Carola la désobéissante

Publié dans Chroniques Noir & Rouge,
n° 5, mai 2021

Capitaine et désobéissante

En tant que responsable de navigation, Carola Rackete a effectué des missions tant dans l’Arctique que dans l’Antarctique, ainsi que des expéditions dans certaines forêts primaires, cela avec des scientifiques. Elle constate que malgré les rapports adressés aux politiques, ces derniers n’en tiennent aucun compte. Écologiste avertie de la destruction de la planète, elle constate encore que la responsabilité en incombe au « système économique fondé sur la croissance », un modèle de développement bénéfique à une petite partie de l’humanité, catastrophique pour le reste qui ne voit comme solution, pour survivre, que l’émigration, et qui se réfugie, « chez nous », en Europe.

« Si les élections changeaient réellement quelque chose, elles seraient interdites » ; c’est une citation relevée par Carola Rackete dans son livre, mais, pour autant, ça n’en fait pas une abstentionniste et, si elle est devenue célèbre, c’est par un acte de désobéissance civile.
Abstentionniste, non, puisqu’elle écrit : « Nous devons engager les gouvernements à agir pour le bien de tous. » Mais elle constate que « la puissance de l’alliance entre la politique et l’économie et la manière dont, ensemble, elles déjouent toute action adaptée à la situation deviennent ici manifestes ».
Cependant, elle ouvre une perspective : « Les élections ne sont pas la seule voie possible pour faire participer les citoyens à la prise de décision politique dans le cadre d’un système démocratique. »
Le 29 juin 2019, à seule fin de sauvegarder la vie d’une quarantaine de migrants, à bord du Sea-Watch 3, cette capitaine de bateau, après avoir épuisé tous les recours politiques et juridiques et être restée immobilisée deux semaines durant dans les eaux internationales, a bravé l’interdiction d’accoster son navire dans le port de Lampedusa. Cette expérience lui a permis de vivre, de très près, le problème des migrants qui ne peuvent plus rester chez eux et risquent la mort sur des embarcations de fortune. On a accusé Carola Rackete d’aide à l’émigration clandestine alors qu’il ne s’agissait pour elle que d’appliquer le « droit de la mer », de porter secours aux personnes en détresse. Déjà, l’ONG Sea-Watch avait sauvé plus de 25 000 migrants en perdition.

= CONSIGNE 1 =
Reproduisez fidèlement le passage de l'article sur Carola Rackete qui va de « Le 29 juin 2019, à » à « migrants en perdition. ».

= LIGNES DE DONNÉES =
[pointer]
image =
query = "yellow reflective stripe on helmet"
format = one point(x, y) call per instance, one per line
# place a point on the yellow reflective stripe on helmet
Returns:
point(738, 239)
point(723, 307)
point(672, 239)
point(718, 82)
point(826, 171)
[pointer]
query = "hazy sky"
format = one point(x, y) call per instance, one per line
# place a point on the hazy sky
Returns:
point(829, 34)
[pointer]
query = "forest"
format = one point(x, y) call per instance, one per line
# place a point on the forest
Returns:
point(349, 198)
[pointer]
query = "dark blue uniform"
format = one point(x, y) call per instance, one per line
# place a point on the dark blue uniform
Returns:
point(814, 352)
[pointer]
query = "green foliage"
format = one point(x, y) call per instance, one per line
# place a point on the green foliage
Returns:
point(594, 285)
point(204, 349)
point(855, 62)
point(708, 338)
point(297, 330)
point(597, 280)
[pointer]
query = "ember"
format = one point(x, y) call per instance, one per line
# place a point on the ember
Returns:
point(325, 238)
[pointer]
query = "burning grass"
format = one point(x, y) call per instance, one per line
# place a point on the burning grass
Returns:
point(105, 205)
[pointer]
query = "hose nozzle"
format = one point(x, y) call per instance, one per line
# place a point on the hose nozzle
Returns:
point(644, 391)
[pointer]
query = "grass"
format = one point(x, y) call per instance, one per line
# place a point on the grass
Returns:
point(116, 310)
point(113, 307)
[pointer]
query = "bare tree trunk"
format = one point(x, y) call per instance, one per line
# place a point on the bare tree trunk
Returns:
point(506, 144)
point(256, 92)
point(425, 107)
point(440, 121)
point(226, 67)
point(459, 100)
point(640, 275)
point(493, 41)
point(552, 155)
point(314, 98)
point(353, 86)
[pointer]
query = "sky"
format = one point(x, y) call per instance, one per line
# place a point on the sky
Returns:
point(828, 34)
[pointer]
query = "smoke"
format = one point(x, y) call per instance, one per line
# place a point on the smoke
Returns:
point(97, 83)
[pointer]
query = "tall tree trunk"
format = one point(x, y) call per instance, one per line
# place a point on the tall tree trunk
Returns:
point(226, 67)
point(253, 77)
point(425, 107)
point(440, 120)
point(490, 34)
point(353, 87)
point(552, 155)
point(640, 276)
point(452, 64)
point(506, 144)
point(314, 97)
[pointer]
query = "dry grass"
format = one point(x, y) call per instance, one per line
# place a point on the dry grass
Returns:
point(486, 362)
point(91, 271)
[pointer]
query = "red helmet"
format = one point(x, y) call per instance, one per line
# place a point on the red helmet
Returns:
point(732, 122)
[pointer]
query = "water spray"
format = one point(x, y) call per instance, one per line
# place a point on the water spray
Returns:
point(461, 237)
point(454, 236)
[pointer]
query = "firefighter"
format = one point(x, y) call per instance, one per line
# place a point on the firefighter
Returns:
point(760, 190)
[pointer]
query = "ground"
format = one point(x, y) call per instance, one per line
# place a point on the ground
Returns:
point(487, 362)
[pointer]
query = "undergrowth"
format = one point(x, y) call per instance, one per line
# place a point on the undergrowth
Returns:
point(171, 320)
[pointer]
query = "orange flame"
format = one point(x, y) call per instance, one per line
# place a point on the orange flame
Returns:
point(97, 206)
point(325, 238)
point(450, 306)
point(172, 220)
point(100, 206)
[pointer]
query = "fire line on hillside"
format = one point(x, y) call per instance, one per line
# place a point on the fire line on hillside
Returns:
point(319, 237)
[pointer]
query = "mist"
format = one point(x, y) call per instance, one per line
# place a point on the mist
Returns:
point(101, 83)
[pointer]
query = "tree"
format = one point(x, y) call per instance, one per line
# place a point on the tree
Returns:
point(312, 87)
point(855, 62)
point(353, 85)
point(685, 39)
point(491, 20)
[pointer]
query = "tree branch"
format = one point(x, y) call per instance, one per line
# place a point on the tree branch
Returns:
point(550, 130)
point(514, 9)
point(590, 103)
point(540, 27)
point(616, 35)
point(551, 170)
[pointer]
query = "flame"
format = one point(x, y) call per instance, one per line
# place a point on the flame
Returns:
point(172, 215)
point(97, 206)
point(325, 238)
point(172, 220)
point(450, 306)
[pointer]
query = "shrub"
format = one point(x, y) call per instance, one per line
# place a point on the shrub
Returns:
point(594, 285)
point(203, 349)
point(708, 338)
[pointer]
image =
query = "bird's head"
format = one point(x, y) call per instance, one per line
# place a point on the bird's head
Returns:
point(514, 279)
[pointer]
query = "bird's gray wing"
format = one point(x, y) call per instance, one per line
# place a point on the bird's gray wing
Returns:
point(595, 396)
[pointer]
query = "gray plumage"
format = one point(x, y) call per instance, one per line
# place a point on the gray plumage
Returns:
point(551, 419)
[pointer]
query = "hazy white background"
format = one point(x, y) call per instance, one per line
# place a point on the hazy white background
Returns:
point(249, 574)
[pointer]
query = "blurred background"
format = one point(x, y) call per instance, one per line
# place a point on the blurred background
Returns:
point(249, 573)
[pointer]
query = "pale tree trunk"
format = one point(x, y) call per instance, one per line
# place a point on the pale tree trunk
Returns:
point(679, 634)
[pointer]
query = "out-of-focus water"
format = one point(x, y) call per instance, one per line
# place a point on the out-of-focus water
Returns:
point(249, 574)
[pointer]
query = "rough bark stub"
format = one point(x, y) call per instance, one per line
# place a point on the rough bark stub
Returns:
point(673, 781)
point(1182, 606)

= CONSIGNE 2 =
Relevez, dans la liste, chacune des lignes où figure le mot « background ».

= RÉPONSE ATTENDUE 1 =
Le 29 juin 2019, à seule fin de sauvegarder la vie d’une quarantaine de migrants, à bord du Sea-Watch 3, cette capitaine de bateau, après avoir épuisé tous les recours politiques et juridiques et être restée immobilisée deux semaines durant dans les eaux internationales, a bravé l’interdiction d’accoster son navire dans le port de Lampedusa. Cette expérience lui a permis de vivre, de très près, le problème des migrants qui ne peuvent plus rester chez eux et risquent la mort sur des embarcations de fortune. On a accusé Carola Rackete d’aide à l’émigration clandestine alors qu’il ne s’agissait pour elle que d’appliquer le « droit de la mer », de porter secours aux personnes en détresse. Déjà, l’ONG Sea-Watch avait sauvé plus de 25 000 migrants en perdition.

= RÉPONSE ATTENDUE 2 =
query = "hazy white background"
# place a point on the hazy white background
query = "blurred background"
# place a point on the blurred background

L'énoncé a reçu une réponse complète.